BEGIN

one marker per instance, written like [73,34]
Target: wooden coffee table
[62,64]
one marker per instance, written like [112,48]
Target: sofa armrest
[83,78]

END

Work task
Repeat the lines above with every word intact.

Answer to the exercise
one marker per instance, written like [73,34]
Target: wooden coffee table
[62,64]
one marker per instance, written like [112,48]
Target: sofa armrest
[83,78]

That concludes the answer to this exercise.